▶ [Extract]:

## Begin

In his book, Nothing Holy About It, Tim Burkett lists the four foundations of mindfulness as:
Mindfulness of our body;
Mindfulness of our feelings;
Mindfulness of mental formations; and
Mindfulness of our environment.(1)
In previous articles, I have presented some thoughts on the first and fourth of these.(2) Here, I will present some thoughts on the second.
I will use the word “soul” where Burkett uses the word “feelings.” By “soul,” I mean that rather broad part of our inner being that is non-verbal. This includes our emotions; our appetites and urges; and our dreams, fantasies and imagination. I contrast this with what I call “spirit”, which I use to refer to the verbal part of our consciousness, including our reasoning and intentionality.
Included in the soul, as here defined, are things both dark and light. Among the dark things are our negative emotions, such as anger, envy and hate; bad habits, obsessions and addictions; and the whole range of our eroticism and sexual fantasies. Among the brighter things are our positive emotions, such as delight and joy; our ability to care and to love, and our creative imagination.
To be fully mindful of the soul is to be mindful of all of its aspects, both dark and light. But a word of caution here. Such mindfulness can awaken or unleash some powerful images and “energies” (to use a New Ager’s expression).

## End

▶ [Given data]:

## Begin

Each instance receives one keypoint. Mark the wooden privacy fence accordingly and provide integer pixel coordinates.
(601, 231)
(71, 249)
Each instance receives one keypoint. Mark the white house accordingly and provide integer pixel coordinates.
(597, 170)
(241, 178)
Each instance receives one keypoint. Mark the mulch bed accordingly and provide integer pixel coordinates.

## End

Pick up the piece on mindfulness of the soul after its last sentence and keep writing it.

Mindfulness of Dreams
A great deal has been written about dreams and the interpretation of dreams, much of which I think is nonsense. I am in agreement, however, with those who claim it is valuable to pay attention to our dreams, though perhaps for different reasons. I don’t pay attention to dreams because I believe they have some profound message to relay to us (though occasionally they do). Nor, as the Freudians and Jungians believed, that through interpreting dreams we could uncover the source of psychological problems, though perhaps occasionally that works. Rather, I find it valuable to simply focus on the images we can remember of our dreams, and to use these images as objects of contemplation. The contemplation of dream images can lead us deeper into our soul; bring us closer to that part of the soul where consciousness emerges from subconsciousness.
I find that when I just contemplate dream imagery without any attempt to interpret it, ideas about where the images come from and what they relate to come naturally. And occasionally these ideas provide valuable information about things I’ve been thinking about or have experienced. If nothing else, dream images are usually aesthetically interesting objects on which to contemplate.
Mindfulness of Emotions
I grew up in a family where showing or expressing emotions was not encouraged. It was only after I was married that I began to understand how uncomfortable I was with my emotions. About the time I recognized this problem, I was reading Spinoza’s Ethics and came across the following line: “An emotion, which is a passion, ceases to be a passion as soon as we form a clear and distinct idea of it.”
I started to pay closer attention to what I was feeling. I tried to feel what I was feeling deeply, rather than avoiding it. And I tried to understand why I was feeling what I was feeling. In this way, I began to understand the truth of what Spinoza’s words. Emotions contain information. By paying attention to my emotions, I began to understand that information. Understanding that information, I could put it into words.
Marriage can be something of an emotional minefield for a person lacking in “emotional intelligence.” Paying attention to my emotions helped me become something of a detectorist in that minefield. I became much better at communicating with my wife, which, I think, made me a better partner and certainly made me more comfortable with my marriage (my wife and I recently celebrated our 44th anniversary).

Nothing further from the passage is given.